Work instructions:
In the rows below, count the lines that contain the string "positive". Reply with the number alone.

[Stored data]

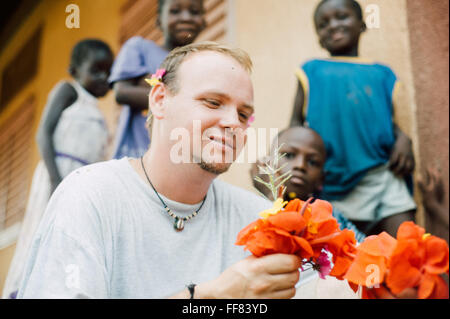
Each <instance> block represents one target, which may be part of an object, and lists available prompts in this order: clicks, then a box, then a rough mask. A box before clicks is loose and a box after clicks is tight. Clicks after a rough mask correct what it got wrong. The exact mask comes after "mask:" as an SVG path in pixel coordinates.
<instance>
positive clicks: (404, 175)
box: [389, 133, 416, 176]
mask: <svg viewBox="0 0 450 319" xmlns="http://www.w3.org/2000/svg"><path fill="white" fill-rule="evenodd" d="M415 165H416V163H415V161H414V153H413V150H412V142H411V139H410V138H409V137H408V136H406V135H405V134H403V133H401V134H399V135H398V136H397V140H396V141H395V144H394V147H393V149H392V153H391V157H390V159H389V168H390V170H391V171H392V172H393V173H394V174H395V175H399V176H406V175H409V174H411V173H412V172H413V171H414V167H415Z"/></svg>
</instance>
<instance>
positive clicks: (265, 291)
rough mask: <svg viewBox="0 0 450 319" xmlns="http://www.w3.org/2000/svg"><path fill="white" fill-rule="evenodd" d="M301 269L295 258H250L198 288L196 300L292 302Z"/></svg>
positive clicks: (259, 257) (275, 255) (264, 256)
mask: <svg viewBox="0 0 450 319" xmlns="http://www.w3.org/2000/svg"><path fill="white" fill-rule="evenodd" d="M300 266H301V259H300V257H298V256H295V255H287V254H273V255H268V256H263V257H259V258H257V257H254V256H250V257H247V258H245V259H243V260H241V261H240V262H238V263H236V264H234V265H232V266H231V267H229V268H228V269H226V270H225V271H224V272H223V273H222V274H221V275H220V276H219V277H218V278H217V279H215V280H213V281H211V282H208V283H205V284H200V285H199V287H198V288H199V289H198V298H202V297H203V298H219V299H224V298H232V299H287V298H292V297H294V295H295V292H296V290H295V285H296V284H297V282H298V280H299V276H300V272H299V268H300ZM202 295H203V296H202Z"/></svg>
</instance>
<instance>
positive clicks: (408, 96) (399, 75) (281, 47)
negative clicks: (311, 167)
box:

==

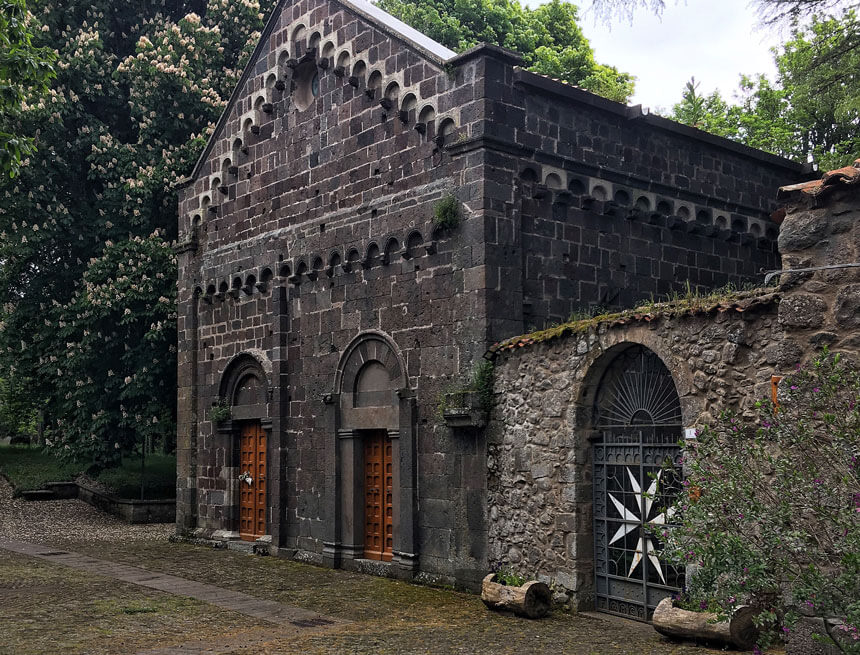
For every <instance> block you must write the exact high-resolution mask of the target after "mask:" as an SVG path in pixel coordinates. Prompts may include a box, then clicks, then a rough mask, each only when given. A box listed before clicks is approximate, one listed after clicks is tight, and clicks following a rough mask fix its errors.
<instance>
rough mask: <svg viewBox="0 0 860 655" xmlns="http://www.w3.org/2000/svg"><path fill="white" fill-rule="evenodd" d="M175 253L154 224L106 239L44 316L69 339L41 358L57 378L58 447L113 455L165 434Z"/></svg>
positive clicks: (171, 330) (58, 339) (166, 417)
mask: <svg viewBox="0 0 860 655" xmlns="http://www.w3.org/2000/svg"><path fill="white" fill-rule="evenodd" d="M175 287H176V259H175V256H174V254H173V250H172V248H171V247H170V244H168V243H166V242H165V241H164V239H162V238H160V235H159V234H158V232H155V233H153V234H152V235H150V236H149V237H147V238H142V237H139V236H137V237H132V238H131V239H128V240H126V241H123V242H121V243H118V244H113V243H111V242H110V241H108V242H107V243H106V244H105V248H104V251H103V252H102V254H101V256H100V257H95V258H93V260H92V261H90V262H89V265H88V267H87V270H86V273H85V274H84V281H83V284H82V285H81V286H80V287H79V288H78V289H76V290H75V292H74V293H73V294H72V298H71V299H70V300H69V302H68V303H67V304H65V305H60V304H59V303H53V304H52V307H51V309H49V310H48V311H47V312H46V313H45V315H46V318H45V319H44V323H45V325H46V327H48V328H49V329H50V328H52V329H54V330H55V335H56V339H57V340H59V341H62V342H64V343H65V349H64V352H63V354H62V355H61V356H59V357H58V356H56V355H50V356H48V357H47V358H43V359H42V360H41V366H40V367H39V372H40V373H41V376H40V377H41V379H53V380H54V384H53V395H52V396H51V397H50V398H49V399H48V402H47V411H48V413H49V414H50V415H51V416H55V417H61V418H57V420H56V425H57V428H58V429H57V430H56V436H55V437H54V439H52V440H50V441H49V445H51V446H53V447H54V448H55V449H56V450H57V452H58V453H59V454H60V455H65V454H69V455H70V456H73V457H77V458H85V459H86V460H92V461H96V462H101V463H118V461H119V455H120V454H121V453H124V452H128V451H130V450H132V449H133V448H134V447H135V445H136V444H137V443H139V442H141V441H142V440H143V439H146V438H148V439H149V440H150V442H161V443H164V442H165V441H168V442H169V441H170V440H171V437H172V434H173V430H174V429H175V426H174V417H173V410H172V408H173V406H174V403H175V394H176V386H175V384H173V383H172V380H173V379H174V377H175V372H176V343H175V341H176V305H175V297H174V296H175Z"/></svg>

...

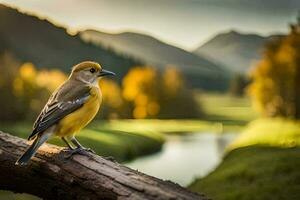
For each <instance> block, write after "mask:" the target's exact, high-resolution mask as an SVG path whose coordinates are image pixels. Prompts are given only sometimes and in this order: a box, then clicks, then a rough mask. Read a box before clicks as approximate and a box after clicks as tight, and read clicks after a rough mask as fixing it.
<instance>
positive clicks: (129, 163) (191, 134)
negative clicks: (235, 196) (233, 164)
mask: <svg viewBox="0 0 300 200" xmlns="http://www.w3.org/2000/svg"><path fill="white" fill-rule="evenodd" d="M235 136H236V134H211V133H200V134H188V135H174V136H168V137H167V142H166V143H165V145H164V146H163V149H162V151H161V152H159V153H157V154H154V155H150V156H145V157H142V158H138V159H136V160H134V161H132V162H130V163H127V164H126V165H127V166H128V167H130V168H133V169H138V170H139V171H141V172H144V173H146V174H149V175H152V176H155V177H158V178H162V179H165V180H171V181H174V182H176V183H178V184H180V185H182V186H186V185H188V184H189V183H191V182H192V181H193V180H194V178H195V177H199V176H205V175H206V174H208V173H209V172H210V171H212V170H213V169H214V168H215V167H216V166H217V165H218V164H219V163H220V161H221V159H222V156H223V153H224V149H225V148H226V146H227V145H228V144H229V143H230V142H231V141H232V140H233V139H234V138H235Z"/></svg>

Answer section:
6